__Records to process__.
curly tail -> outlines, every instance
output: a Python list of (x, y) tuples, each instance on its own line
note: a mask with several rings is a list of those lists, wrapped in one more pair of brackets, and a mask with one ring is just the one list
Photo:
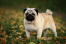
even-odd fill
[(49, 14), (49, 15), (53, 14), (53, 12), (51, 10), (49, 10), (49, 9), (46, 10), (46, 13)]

--

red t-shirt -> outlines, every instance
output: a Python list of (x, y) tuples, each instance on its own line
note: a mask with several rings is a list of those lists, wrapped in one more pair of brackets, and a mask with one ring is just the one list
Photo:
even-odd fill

__Work to be completed__. Lines holding the string "outlines": find them in the listing above and copy each one.

__Response area__.
curly tail -> outlines, every instance
red t-shirt -> outlines, every instance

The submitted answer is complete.